YOUR INSTRUCTIONS>
Take the line containing "blue shutter in this photo." and every line after it in the data below, and print them exactly as given, with nothing else.

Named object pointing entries
+ + + + + + +

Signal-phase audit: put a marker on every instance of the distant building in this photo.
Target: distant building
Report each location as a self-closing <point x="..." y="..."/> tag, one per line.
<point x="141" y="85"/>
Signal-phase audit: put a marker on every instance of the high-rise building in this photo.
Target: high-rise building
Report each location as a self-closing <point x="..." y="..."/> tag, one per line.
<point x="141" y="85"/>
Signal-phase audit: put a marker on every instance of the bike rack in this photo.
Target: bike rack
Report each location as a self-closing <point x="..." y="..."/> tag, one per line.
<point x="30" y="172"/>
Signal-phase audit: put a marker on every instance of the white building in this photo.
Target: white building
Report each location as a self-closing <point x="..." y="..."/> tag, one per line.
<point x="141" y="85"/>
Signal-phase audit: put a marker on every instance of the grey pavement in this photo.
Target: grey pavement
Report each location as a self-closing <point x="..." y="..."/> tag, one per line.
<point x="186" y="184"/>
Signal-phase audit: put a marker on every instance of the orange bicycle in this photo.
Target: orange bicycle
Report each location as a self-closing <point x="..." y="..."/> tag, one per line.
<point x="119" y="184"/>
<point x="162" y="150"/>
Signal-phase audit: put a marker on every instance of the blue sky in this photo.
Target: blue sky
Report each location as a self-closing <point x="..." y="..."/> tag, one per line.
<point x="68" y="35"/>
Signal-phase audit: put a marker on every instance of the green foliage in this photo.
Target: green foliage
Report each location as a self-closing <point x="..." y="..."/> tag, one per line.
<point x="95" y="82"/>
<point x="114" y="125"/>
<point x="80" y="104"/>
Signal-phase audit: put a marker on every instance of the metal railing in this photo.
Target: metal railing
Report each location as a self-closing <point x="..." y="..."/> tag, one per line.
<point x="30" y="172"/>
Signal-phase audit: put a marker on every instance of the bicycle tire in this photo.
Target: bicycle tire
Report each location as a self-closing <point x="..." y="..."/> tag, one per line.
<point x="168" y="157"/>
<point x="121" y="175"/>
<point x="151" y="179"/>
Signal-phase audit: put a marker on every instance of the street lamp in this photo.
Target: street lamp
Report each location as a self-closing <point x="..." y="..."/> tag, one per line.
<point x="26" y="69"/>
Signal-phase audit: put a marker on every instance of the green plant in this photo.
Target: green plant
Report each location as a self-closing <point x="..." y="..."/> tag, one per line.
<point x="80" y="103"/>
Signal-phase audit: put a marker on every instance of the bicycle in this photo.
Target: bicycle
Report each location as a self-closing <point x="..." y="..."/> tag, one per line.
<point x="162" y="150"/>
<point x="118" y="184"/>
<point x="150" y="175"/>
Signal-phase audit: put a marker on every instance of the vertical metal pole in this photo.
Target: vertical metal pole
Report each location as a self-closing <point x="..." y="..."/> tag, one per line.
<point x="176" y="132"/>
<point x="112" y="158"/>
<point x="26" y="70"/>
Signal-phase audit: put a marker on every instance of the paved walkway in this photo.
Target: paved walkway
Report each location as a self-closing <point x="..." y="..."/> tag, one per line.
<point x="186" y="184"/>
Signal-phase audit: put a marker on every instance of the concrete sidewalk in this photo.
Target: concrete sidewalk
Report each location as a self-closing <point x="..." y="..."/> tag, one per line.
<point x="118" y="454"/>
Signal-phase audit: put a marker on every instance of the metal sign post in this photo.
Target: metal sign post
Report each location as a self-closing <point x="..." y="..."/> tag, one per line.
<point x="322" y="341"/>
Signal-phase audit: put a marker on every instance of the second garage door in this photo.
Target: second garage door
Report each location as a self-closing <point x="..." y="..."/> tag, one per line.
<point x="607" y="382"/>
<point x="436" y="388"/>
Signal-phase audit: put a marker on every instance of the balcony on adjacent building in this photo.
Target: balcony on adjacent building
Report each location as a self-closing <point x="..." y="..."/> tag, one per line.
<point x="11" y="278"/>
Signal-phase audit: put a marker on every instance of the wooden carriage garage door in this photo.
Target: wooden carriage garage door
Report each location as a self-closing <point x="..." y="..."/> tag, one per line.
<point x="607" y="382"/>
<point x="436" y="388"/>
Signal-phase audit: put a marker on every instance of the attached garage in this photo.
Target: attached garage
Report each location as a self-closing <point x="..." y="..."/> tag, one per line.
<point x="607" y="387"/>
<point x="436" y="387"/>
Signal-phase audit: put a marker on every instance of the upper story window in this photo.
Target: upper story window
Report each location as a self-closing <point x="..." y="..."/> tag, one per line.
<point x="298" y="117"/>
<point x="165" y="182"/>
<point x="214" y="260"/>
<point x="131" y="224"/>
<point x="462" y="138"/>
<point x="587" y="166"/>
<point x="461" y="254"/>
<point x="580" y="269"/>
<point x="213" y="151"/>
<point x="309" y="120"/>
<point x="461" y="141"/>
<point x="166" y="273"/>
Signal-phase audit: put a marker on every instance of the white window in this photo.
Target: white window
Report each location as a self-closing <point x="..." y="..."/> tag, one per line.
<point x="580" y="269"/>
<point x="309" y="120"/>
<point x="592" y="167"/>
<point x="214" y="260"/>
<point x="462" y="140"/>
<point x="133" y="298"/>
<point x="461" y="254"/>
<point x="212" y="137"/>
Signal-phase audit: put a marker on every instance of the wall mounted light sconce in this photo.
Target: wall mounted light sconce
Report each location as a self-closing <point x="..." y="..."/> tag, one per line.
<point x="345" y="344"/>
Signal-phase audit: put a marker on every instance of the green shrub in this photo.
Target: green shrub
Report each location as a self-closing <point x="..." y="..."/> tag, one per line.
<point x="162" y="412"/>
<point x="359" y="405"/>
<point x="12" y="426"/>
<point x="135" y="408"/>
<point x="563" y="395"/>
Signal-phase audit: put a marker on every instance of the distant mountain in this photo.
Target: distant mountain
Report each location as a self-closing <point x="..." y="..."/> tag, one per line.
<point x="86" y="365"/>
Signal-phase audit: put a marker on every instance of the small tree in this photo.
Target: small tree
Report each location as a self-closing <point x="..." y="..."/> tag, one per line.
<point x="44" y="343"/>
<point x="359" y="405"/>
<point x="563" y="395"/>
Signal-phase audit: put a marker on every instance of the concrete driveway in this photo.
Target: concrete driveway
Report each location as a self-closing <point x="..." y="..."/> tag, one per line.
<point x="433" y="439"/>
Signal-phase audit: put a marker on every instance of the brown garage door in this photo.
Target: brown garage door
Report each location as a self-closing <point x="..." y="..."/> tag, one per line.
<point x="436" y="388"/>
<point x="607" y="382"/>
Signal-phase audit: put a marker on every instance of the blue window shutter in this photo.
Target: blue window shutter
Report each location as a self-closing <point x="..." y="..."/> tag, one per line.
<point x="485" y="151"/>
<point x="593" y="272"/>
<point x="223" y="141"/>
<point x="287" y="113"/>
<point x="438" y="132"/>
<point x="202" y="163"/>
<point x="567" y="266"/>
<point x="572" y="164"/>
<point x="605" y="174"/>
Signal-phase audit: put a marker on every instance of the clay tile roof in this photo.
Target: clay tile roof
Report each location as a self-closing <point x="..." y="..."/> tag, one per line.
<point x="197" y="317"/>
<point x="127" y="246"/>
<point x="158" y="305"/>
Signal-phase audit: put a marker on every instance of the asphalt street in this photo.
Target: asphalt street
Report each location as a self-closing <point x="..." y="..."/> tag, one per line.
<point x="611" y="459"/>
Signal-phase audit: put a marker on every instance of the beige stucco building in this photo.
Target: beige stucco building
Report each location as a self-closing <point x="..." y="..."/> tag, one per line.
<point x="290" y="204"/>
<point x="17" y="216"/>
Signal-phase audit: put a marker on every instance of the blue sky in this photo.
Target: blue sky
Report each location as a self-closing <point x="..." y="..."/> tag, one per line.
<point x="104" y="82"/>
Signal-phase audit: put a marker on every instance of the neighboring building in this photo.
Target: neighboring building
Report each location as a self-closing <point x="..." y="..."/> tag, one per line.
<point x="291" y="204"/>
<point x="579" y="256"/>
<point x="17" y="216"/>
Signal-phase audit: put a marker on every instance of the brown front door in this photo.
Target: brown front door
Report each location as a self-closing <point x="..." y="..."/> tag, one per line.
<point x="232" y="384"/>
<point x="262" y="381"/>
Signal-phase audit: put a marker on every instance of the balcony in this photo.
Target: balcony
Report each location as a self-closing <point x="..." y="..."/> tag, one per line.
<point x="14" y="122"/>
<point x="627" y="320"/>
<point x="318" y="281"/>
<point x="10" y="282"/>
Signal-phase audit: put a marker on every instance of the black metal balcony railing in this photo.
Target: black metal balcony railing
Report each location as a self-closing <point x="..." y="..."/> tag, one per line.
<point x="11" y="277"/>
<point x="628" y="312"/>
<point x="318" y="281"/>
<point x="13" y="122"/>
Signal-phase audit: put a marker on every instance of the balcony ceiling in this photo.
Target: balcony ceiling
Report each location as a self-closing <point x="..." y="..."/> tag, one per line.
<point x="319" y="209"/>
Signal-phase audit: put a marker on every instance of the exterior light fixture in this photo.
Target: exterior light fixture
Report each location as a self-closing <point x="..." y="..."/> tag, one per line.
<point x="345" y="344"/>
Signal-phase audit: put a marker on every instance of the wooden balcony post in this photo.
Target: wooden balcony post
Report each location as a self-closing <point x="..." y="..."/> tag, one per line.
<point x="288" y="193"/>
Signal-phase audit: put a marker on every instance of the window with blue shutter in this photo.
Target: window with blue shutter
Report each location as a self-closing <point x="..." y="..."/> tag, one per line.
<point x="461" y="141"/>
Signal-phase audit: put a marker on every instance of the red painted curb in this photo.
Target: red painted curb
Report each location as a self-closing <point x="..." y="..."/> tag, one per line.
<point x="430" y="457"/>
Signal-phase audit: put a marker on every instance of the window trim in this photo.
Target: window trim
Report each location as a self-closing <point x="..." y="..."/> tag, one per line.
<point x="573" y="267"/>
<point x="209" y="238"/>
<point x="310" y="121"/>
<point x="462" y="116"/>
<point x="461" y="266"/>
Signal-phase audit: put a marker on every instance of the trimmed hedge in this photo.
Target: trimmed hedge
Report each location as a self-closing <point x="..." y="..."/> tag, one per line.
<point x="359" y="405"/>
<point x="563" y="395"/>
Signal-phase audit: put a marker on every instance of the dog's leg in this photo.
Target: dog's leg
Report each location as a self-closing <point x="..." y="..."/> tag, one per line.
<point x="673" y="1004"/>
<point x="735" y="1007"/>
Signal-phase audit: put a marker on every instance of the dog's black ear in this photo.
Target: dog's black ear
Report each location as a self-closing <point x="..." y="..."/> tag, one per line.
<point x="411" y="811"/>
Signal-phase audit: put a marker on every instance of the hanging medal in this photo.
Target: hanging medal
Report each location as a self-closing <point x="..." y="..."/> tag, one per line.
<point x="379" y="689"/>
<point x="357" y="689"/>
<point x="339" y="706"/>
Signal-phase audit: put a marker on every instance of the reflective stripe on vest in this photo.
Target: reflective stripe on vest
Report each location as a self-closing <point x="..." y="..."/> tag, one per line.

+ + + + + + +

SOLUTION TO THE EXERCISE>
Signal-phase audit: put a marker on every instance of the window with blue shutter in this photo.
Target: window with blue shutter
Report each location as a self-closing <point x="..." y="..."/> tag, one per line.
<point x="461" y="141"/>
Signal-phase audit: put a marker on every instance of the red painted curb in this photo.
Target: red painted curb
Report each location as a self-closing <point x="..." y="..."/> tag, one per line.
<point x="430" y="457"/>
Signal-phase audit: put a marker on every instance of the window trim in this photo.
Target: window trim
Report each location as a self-closing <point x="..." y="..."/> tag, one per line.
<point x="573" y="267"/>
<point x="209" y="238"/>
<point x="310" y="121"/>
<point x="462" y="116"/>
<point x="461" y="266"/>
Signal-phase audit: put a marker on every instance of the trimmed hedge in this photo.
Target: trimmed hedge
Report each location as a self-closing <point x="..." y="..."/> tag, one per line.
<point x="359" y="405"/>
<point x="563" y="395"/>
Signal-phase audit: put a marker on every instance of the dog's leg in this photo.
Target: dog's leg
Report each location as a self-closing <point x="..." y="..."/> tag, one per line.
<point x="673" y="1004"/>
<point x="735" y="1007"/>
Signal-phase audit: put a marker on every instance of the dog's black ear in this photo.
Target: dog's black ear
Report each location as a self-closing <point x="..." y="..."/> tag, one per line.
<point x="411" y="811"/>
Signal-phase audit: put a marker on every instance of the hanging medal in this photo.
Target: hanging medal
Report each location as a self-closing <point x="..." y="..."/> tag, one per line.
<point x="379" y="689"/>
<point x="357" y="689"/>
<point x="339" y="706"/>
Signal-phase audit: put a marker on every instance of the reflective stripe on vest in this photo.
Target: reflective stripe on vest
Report each location as a self-closing <point x="..." y="..."/> tag, one per line.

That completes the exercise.